Soal untuk Diselesaikan:
1. Dalam paragraf terakhir teks yang ditampilkan, apa saja penyebab sebagian besar kematian manusia saat ini? Sebutkan semuanya.
2. Kutip utuh dari teks yang ditampilkan bagian yang diawali kata-kata yang memuat "Oleh : Daniel" dan diakhiri dengan "tahun terakhir ini.".

Teks yang Ditampilkan:
####
Oleh : Daniel Mohammad Rosyid

Prinsip operasi intelijen yang sejati adalah : taati komando, bukan komandan. Kesetiaan puncak hanya pada konstitusi, bukan pada pemerintah yang bisa berganti sewaktu-waktu. 

Apalagi dalam arsitektur institusi saat ini di mana abdi negara justru menjadi penguasa yang gemar melakukan maladministrasi publik : hukum dibuat dan ditafsirkan bukan untuk kepentingan publik, tapi untuk kepentingan penguasa bersama oligarkinya. 

Sejak rangkaian amandemen ugal-ugalan yang melahirkan konstitusi palsu UUD 2002, negeri ini semakin digiring ke arah liberalisasi di segala bidang, terutama politik dan ekonomi melalui berbagai UU selama 5 tahun terakhir ini.  

Investor asing nyaris diberhalakan. Warga negara pemilih diposisikan sebagai buruh ekonomi dan politik. Rangkaian pemilu semakin menjadi instrumen transfer bersih hak politik rakyat pada partai-partai politik. Hak politik pemilih berakhir di bilik-bilik suara Pemilu. Kehidupan masyarakat terbukti semakin memilukan. 

Agenda terselubung non-state agents dari pandemisasi Covid-19 ini adalah penghancuran ekonomi dalam skala global melalui pembatasan mobilitas dalam skala yang pasti melumpuhan hampir semua sektor kehidupan. 

Ditambah dengan social distancing melalui menjaga jarak dan bermasker, kehidupan manusia sebagai makhluq sosial-spiritual hancur porak poranda. Sebagian besar kematian manusia saat ini bukan karena infeksi Covid-19, tapi karena keterpurukan sosial, budaya dan ekonomi. Karena alienasi, depresi dan malnutrisi.
####
Kumpulan Materi:

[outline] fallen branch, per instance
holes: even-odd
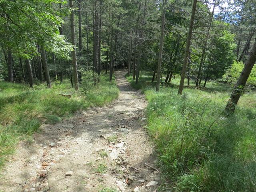
[[[152,166],[151,166],[150,165],[148,165],[148,164],[147,164],[146,163],[144,163],[144,164],[145,164],[147,166],[148,166],[149,167],[150,167],[150,168],[151,168],[152,169],[153,169],[153,170],[154,170],[155,171],[157,171],[158,172],[160,172],[158,170],[156,169],[156,168],[154,168],[154,167],[152,167]]]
####
Jawaban Bernomor:
1.
- keterpurukan sosial
- keterpurukan budaya
- keterpurukan ekonomi
- alienasi
- depresi
- malnutrisi

2.
Oleh : Daniel Mohammad Rosyid

Prinsip operasi intelijen yang sejati adalah : taati komando, bukan komandan. Kesetiaan puncak hanya pada konstitusi, bukan pada pemerintah yang bisa berganti sewaktu-waktu. 

Apalagi dalam arsitektur institusi saat ini di mana abdi negara justru menjadi penguasa yang gemar melakukan maladministrasi publik : hukum dibuat dan ditafsirkan bukan untuk kepentingan publik, tapi untuk kepentingan penguasa bersama oligarkinya. 

Sejak rangkaian amandemen ugal-ugalan yang melahirkan konstitusi palsu UUD 2002, negeri ini semakin digiring ke arah liberalisasi di segala bidang, terutama politik dan ekonomi melalui berbagai UU selama 5 tahun terakhir ini.